PROBLEM TO WORK ON: Below is some data; print it all back exactly.

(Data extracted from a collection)
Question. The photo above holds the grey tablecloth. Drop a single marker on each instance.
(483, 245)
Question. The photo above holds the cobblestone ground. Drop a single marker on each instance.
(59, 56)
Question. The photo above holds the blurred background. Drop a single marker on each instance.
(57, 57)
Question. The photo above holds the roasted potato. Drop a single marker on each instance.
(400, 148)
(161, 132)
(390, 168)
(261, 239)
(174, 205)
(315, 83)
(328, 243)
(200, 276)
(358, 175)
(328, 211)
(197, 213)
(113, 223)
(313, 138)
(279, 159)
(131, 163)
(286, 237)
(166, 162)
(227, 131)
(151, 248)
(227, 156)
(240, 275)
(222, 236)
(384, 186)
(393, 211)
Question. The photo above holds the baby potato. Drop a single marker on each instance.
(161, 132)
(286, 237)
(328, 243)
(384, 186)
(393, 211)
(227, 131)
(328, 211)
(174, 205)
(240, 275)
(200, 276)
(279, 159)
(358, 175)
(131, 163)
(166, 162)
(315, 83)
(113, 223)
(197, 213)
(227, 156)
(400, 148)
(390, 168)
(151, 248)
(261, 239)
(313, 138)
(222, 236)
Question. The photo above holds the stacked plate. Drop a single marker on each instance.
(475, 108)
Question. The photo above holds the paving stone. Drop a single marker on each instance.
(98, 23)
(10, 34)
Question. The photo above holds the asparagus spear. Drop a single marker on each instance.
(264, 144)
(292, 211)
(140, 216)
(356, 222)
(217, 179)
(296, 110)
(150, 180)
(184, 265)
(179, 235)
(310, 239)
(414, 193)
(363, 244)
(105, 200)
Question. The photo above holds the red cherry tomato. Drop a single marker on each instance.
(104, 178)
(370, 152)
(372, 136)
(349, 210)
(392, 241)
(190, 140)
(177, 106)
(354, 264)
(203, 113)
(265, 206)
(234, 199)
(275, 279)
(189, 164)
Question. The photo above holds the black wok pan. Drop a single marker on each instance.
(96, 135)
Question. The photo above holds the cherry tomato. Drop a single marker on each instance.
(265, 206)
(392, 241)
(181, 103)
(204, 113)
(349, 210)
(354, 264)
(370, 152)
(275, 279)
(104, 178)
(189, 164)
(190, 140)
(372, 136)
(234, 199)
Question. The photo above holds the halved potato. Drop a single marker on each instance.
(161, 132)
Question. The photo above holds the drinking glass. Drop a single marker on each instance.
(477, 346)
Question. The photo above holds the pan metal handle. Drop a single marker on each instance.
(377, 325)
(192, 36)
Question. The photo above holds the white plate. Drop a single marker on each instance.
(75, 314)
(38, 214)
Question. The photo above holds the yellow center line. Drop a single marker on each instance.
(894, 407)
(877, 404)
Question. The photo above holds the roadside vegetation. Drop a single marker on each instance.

RESPONSE:
Question. The photo above holds the grey tablecloth. Drop a single marker on each instance.
(483, 245)
Question. The photo above holds the cobblestone ground. Drop a single marker on each instance.
(59, 56)
Question. The photo above holds the blurred background. Drop a single marker on each instance.
(57, 57)
Question. The photo above holds the roasted potato. Drop a single marker on each instance.
(400, 148)
(161, 132)
(390, 168)
(261, 239)
(174, 205)
(315, 83)
(328, 243)
(200, 276)
(358, 175)
(328, 211)
(197, 213)
(113, 223)
(313, 138)
(279, 159)
(131, 163)
(286, 237)
(166, 162)
(227, 131)
(151, 248)
(227, 156)
(240, 275)
(222, 236)
(384, 186)
(393, 211)
Question. The photo above holds the baby potato. Drop a single marker on each instance.
(161, 132)
(286, 237)
(328, 243)
(384, 186)
(393, 211)
(227, 131)
(328, 211)
(174, 205)
(240, 275)
(200, 276)
(279, 159)
(358, 175)
(131, 163)
(166, 162)
(315, 83)
(113, 223)
(197, 213)
(227, 156)
(400, 148)
(390, 168)
(151, 248)
(261, 239)
(313, 138)
(222, 236)
Question. The photo above holds the stacked plate. Drop a single marker on each instance.
(475, 108)
Question. The photo above holds the paving stone. Drop a single marker on each instance.
(98, 23)
(10, 34)
Question. The photo above holds the asparagus spear. Drop a single marker on each instance.
(264, 144)
(292, 211)
(140, 216)
(356, 222)
(217, 179)
(296, 110)
(150, 180)
(184, 265)
(179, 235)
(310, 239)
(414, 193)
(363, 244)
(105, 200)
Question. The photo above holds the red cherry tomato. Drop a single marker on each instance.
(104, 178)
(370, 152)
(372, 136)
(349, 210)
(392, 241)
(190, 140)
(177, 106)
(354, 264)
(203, 113)
(265, 206)
(234, 199)
(275, 279)
(189, 164)
Question. The photo above holds the black wok pan. Drop a single marker on each instance.
(96, 135)
Question. The photo above holds the cherry tomato. Drop a single marker on each instance.
(265, 206)
(392, 241)
(181, 103)
(204, 113)
(349, 210)
(354, 264)
(370, 152)
(275, 279)
(104, 178)
(189, 164)
(190, 140)
(372, 136)
(234, 199)
Question. The photo above holds the halved potato. Drop a single marker on each instance.
(161, 132)
Question. The photo above holds the drinking glass. Drop a single marker on each instance.
(477, 346)
Question. The photo above holds the pan metal handle. Drop a single marker on each instance.
(377, 325)
(192, 36)
Question. The photo above holds the white plate. Drop a single marker on each instance.
(75, 314)
(38, 214)
Question. The photo above holds the yellow center line. Drop a single marker on each instance.
(894, 407)
(877, 404)
Question. The photo above holds the roadside vegetation. Drop a single marker on each instance.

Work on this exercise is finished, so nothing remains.